_Required task_
Print the line containing "[locate] roof vent" and each line after it through the end, please, with nothing added.

-------------------------

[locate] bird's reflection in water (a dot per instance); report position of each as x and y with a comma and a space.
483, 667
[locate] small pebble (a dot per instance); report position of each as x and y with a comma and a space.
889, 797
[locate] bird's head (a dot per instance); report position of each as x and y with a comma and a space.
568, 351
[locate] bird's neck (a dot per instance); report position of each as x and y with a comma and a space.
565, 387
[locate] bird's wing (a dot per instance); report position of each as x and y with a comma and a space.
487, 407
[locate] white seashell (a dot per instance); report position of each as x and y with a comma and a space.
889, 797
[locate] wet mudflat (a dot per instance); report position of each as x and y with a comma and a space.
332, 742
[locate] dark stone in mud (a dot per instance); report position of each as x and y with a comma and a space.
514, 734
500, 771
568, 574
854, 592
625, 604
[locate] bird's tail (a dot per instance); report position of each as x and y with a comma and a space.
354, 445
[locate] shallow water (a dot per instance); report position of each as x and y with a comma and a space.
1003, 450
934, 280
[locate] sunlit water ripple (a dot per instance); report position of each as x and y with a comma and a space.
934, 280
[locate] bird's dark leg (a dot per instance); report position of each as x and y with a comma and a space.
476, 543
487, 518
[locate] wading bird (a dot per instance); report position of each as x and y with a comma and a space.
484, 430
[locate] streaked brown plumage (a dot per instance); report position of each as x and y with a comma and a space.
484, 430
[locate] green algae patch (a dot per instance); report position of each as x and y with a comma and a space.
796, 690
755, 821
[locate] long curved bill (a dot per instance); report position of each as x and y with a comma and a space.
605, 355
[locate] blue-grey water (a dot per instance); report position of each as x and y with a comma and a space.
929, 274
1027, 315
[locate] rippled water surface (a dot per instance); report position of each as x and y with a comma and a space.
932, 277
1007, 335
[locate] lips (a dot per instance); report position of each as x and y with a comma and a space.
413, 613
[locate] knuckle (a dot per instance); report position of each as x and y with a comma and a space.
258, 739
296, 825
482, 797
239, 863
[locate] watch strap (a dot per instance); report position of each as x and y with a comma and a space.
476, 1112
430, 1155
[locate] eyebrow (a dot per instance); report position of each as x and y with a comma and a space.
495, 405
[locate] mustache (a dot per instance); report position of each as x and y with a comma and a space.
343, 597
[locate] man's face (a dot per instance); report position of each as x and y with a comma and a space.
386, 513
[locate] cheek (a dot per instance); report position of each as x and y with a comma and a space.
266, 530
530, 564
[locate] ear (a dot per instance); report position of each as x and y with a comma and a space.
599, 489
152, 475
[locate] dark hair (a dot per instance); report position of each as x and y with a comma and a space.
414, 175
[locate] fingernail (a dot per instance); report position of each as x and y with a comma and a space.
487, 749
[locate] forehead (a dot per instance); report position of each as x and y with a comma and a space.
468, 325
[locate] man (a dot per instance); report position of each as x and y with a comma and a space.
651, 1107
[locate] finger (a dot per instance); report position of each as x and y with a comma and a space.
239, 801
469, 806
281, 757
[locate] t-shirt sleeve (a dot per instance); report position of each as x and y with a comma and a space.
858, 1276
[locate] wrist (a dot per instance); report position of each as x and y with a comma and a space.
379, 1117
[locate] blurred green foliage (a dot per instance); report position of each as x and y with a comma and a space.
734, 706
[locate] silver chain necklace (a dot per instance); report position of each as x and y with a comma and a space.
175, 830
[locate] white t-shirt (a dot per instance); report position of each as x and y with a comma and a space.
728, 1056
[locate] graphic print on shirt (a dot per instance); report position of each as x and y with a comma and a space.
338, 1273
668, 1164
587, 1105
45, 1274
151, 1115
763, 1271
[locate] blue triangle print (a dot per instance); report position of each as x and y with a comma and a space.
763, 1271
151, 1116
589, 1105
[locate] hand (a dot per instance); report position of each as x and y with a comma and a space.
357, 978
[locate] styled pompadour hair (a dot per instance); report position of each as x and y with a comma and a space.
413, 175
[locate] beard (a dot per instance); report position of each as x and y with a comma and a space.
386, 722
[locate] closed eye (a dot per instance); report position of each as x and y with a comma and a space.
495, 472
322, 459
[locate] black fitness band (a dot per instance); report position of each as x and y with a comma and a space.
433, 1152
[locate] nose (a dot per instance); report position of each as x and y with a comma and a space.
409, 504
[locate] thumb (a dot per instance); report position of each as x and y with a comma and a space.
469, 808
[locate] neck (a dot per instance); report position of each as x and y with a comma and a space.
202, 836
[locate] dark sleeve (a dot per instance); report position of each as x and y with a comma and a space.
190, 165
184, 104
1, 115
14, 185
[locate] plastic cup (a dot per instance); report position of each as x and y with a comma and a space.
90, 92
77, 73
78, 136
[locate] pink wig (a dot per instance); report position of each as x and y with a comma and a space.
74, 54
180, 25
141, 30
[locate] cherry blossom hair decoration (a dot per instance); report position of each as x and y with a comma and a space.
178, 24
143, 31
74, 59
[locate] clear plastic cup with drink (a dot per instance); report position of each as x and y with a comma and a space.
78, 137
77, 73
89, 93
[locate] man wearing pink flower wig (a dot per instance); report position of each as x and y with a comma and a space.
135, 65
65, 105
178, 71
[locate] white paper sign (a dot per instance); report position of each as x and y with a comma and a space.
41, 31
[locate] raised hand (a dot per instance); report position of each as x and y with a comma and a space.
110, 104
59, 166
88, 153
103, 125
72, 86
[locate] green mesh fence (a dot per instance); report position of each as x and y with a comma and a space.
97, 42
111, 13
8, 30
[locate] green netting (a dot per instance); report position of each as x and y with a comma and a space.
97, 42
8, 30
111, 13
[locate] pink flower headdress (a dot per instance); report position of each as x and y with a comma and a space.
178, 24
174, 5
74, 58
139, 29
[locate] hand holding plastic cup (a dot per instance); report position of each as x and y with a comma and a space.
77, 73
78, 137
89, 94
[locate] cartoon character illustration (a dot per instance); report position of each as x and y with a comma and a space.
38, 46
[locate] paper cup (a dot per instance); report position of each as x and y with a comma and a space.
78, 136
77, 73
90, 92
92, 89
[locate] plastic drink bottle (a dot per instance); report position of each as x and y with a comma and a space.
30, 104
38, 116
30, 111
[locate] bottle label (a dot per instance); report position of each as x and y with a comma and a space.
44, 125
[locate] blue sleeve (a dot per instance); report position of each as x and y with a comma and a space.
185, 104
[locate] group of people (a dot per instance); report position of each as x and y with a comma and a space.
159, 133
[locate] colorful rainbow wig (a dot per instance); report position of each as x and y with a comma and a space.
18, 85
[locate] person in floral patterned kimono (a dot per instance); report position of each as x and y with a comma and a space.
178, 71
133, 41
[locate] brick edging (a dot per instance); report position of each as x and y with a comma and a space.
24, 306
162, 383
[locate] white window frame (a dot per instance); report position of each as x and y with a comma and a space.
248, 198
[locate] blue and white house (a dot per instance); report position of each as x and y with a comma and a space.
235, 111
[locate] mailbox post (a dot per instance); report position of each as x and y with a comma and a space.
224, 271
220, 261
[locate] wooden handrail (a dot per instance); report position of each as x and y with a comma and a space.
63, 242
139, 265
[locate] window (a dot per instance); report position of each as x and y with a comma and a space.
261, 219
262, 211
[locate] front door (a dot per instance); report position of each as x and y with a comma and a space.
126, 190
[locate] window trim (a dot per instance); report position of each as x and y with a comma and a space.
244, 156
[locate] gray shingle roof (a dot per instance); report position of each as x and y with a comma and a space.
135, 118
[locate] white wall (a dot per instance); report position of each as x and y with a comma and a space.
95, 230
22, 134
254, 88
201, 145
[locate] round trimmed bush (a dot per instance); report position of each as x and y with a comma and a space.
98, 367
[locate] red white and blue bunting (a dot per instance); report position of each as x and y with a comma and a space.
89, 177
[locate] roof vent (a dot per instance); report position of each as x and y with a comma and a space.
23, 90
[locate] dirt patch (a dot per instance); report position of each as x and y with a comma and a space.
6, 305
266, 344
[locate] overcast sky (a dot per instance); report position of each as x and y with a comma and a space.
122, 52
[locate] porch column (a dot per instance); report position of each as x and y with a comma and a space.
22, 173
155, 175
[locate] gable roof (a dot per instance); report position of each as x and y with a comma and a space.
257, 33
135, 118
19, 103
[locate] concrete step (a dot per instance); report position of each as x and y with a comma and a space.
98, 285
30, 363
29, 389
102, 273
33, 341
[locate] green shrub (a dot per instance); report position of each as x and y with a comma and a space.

-------------------------

_Written answer_
[locate] roof vent (a dot per instance); report position of each as x and y with a comma and a space.
23, 90
[locate] dirt patch (a dot per instance); report position of each as x and y with a comma and a space.
6, 305
266, 344
[locate] overcast sky (a dot per instance); report position of each as x and y with a comma and a space.
122, 52
[locate] porch column (a dot per instance); report position of each as x and y with a comma and a space.
22, 173
155, 175
[locate] gable roof (a dot per instance); report position of each as x and y with a comma and a space.
257, 33
135, 118
19, 103
[locate] concrete step (a dot per instance); report position of each as x and y with a comma and a space.
98, 285
30, 363
29, 389
102, 273
33, 341
[locate] green shrub (a dot per instance); report position of each as x and y with a comma and a space.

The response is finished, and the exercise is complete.